What this task involves:
Starting at the line with "When the pointer", retype each line exactly up to and including the final line of the records below.

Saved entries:
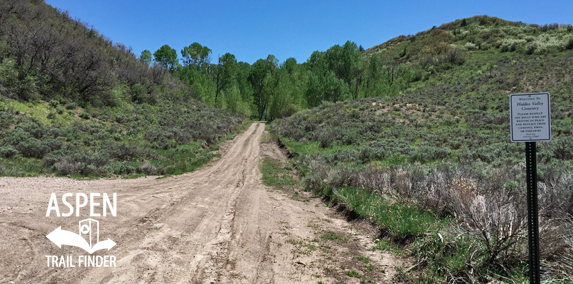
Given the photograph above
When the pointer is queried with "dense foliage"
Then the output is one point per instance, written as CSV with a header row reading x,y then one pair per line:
x,y
442,146
73,103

Answer section:
When the pointer is queried with "dense foliage"
Then the output is one point per instance, written as CSV with a header row reading x,y then one pair per line:
x,y
442,146
73,103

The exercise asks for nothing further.